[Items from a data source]
┄┄┄┄┄┄┄┄┄┄
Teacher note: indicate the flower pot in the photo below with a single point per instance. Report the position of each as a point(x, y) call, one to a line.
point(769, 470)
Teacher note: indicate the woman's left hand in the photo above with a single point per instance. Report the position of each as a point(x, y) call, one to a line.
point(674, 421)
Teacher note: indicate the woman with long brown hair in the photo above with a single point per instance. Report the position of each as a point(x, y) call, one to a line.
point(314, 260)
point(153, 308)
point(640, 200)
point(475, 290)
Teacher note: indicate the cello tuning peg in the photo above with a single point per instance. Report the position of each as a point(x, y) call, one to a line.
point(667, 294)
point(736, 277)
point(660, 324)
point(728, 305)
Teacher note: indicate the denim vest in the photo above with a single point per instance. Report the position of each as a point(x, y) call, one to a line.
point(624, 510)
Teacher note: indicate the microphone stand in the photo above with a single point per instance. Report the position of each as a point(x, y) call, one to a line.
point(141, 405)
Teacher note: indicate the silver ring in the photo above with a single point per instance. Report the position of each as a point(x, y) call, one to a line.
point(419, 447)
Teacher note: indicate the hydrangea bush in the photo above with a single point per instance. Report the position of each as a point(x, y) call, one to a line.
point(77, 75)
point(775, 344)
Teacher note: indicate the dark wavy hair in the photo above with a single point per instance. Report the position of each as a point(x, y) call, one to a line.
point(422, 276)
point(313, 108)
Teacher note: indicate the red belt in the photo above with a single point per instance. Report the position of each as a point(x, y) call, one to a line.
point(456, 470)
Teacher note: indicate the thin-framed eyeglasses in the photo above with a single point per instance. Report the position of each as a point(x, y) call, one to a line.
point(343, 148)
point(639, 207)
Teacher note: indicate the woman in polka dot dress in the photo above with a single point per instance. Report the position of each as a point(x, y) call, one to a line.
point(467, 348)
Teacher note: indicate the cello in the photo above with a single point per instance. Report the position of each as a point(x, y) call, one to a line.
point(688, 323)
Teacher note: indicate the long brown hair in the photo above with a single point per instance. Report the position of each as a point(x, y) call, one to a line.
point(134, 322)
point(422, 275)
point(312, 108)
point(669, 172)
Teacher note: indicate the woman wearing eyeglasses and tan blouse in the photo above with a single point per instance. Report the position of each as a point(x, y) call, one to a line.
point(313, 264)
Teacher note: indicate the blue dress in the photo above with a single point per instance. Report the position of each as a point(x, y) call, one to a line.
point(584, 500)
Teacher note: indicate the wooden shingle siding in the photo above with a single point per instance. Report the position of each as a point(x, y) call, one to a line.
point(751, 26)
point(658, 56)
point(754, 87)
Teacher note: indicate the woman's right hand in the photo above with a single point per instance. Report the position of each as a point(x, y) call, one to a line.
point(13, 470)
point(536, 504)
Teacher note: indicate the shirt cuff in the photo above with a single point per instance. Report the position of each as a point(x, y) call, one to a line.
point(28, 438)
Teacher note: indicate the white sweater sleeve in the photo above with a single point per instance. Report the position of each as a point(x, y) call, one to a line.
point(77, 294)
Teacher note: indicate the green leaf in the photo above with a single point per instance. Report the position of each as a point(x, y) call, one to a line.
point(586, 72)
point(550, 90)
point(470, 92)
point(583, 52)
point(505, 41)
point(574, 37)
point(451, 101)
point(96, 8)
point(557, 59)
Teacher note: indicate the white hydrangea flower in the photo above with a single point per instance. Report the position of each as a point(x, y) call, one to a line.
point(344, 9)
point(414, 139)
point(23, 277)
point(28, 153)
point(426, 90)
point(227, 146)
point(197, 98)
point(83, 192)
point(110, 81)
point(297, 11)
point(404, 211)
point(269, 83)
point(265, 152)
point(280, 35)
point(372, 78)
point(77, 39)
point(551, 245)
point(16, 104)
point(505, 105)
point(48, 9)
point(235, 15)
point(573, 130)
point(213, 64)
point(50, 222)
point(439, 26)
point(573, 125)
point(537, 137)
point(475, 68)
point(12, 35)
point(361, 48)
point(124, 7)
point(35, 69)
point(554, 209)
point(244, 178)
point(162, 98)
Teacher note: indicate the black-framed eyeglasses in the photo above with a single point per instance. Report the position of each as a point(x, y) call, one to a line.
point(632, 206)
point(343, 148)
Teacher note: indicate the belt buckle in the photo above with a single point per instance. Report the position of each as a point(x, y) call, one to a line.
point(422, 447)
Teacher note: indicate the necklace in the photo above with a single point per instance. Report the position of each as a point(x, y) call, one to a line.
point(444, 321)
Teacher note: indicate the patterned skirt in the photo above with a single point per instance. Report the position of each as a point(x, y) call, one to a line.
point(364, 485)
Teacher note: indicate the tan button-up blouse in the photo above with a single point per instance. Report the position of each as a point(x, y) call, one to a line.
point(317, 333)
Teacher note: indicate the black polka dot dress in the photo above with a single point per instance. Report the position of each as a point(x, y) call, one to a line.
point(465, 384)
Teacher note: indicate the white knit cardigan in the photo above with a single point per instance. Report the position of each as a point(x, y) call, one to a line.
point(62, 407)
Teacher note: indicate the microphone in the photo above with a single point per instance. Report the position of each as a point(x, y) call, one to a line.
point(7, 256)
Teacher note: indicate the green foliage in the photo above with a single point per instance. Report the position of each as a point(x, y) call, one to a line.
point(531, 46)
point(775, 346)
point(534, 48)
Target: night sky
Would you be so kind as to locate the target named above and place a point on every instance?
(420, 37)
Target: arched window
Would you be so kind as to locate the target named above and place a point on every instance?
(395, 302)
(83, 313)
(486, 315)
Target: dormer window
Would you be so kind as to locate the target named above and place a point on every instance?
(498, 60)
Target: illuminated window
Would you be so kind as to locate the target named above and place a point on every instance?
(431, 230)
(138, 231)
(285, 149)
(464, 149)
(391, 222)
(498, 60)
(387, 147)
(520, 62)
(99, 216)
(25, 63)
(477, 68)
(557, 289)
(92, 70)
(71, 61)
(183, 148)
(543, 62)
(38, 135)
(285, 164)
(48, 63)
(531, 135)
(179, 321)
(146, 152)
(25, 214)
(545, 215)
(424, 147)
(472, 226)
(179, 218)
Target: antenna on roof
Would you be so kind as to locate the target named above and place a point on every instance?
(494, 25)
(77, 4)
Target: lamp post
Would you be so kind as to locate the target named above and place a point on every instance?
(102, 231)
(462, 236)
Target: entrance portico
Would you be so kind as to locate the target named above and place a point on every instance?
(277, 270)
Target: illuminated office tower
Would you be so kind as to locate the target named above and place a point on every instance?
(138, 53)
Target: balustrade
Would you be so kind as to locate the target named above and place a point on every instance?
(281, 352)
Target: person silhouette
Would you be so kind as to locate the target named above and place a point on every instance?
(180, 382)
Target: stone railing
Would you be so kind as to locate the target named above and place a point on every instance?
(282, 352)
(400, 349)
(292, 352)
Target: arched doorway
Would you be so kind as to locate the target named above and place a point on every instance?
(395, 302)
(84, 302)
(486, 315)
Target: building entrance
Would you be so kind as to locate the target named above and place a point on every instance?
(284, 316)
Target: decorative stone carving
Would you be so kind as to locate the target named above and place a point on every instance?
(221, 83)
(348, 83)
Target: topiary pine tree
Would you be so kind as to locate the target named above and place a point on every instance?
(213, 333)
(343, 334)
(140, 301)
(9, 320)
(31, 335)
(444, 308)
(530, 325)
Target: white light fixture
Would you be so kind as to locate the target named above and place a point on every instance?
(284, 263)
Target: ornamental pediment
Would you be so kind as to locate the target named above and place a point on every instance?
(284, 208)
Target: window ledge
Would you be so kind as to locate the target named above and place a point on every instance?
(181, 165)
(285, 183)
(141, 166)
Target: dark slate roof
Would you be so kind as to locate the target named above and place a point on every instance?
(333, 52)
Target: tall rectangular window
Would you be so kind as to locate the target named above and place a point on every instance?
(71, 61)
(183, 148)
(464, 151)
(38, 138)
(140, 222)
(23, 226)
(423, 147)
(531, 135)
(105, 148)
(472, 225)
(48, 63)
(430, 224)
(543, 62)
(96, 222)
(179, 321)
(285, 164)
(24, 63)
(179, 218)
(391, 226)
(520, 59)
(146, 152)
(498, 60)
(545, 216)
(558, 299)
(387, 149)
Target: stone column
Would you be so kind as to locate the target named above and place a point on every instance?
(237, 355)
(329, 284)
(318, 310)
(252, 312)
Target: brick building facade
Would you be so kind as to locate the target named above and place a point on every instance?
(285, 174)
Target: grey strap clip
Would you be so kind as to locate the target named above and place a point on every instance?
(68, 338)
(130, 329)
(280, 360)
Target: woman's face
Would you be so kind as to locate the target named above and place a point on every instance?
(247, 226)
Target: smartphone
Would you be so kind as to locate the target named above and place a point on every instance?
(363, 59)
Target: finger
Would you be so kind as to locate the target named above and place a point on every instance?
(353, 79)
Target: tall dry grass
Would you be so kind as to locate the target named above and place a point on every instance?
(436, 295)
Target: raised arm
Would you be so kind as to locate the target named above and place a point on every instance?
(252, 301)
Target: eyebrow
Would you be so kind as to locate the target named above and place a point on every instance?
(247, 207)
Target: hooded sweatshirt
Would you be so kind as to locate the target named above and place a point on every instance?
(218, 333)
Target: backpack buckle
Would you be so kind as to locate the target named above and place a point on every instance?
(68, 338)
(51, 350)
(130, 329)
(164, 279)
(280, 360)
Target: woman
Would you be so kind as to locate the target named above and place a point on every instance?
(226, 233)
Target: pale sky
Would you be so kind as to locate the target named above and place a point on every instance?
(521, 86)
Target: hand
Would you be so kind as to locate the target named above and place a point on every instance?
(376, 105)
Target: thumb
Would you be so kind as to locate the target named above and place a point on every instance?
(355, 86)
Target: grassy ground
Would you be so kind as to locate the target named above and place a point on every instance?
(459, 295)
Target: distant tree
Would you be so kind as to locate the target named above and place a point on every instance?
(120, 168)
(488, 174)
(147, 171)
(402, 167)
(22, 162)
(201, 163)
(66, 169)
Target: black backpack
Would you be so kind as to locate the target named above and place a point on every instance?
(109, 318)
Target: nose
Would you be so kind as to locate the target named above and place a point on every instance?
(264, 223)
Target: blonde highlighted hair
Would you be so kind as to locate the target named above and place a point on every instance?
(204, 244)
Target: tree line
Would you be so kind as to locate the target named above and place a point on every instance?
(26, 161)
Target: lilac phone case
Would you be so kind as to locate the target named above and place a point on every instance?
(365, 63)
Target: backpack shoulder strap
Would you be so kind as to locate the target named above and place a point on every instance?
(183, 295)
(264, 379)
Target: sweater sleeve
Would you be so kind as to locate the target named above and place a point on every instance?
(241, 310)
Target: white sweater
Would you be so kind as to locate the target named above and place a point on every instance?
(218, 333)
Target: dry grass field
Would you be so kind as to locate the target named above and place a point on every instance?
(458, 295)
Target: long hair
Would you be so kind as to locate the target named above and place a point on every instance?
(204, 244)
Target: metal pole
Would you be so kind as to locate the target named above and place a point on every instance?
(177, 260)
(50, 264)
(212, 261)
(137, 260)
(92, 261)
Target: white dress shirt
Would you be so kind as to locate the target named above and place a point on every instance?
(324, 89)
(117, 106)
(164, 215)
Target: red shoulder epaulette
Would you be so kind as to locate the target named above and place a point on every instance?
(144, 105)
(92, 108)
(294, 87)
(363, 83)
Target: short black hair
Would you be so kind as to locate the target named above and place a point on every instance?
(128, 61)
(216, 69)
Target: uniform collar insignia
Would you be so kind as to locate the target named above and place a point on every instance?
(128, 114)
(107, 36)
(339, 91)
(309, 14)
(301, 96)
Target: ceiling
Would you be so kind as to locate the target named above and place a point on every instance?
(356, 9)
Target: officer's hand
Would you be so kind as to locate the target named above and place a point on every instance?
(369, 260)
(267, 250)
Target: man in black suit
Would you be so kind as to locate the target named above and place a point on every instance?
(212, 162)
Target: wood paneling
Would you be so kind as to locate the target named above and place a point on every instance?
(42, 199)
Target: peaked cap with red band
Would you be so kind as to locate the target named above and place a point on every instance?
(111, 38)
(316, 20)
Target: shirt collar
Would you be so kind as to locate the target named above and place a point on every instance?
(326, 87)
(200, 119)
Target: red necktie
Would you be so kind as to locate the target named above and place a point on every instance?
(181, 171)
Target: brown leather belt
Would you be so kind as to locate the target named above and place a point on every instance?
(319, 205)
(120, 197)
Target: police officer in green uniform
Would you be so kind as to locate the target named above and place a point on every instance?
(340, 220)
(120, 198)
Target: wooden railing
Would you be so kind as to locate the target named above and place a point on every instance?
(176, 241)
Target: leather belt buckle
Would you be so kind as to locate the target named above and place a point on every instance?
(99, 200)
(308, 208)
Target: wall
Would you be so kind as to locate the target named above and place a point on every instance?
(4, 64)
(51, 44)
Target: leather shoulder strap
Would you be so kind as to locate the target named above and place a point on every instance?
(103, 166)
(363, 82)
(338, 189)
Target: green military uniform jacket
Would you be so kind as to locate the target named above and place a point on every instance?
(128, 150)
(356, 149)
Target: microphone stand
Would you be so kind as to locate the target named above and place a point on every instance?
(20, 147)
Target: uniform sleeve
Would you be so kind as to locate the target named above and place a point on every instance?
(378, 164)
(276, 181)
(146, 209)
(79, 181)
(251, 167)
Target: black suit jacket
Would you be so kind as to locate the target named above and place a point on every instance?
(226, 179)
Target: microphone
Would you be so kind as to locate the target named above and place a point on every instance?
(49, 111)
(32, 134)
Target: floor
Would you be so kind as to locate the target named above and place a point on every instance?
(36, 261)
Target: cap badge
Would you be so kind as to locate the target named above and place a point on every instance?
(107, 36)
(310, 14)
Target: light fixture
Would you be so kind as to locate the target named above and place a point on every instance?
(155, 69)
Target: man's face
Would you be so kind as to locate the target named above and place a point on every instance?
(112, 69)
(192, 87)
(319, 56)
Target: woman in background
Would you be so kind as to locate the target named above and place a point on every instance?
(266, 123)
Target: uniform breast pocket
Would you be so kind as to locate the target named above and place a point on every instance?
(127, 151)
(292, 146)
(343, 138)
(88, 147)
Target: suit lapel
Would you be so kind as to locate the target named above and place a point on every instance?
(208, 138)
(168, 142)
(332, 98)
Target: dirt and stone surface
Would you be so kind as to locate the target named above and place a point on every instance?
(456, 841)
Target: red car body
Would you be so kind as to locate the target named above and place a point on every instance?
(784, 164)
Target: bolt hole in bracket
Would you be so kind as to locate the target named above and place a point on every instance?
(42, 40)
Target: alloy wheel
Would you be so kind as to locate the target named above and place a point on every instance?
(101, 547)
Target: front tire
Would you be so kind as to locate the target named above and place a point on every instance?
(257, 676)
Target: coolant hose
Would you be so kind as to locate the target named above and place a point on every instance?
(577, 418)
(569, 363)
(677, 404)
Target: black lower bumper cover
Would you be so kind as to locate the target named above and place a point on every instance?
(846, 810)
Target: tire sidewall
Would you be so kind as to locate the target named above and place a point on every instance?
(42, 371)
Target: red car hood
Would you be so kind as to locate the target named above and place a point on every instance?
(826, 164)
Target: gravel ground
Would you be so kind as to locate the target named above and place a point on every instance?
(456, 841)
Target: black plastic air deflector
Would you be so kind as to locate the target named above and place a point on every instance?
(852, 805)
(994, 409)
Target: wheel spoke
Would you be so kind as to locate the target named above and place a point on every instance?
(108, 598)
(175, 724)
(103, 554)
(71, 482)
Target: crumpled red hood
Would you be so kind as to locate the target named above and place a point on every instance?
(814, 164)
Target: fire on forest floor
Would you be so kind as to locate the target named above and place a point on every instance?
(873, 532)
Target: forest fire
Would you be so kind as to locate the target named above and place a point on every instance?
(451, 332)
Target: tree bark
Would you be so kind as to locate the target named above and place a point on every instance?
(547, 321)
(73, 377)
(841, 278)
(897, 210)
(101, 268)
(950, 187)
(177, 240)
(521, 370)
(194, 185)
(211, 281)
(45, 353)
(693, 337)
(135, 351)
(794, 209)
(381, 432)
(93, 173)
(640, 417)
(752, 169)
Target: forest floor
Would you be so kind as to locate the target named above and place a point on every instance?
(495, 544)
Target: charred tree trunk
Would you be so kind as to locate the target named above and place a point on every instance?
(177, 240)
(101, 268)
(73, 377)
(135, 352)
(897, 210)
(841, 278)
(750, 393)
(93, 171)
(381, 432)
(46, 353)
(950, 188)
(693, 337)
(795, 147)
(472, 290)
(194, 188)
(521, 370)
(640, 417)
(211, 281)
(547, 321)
┄┄┄┄┄┄┄┄┄┄
■ INSTRUCTIONS TO FOLLOW: Copy out the lines above, starting at the line that contains "Teacher note: indicate the patterned" and stopping after the line that contains "point(317, 333)".

■ TASK ANSWER:
Teacher note: indicate the patterned skirt in the photo above with a single point per instance. Report the position of each as a point(x, y) call, one to a line.
point(364, 485)
Teacher note: indicate the tan button-up blouse in the photo above with a single point per instance. Report the position of each as a point(x, y) call, one to a line.
point(317, 333)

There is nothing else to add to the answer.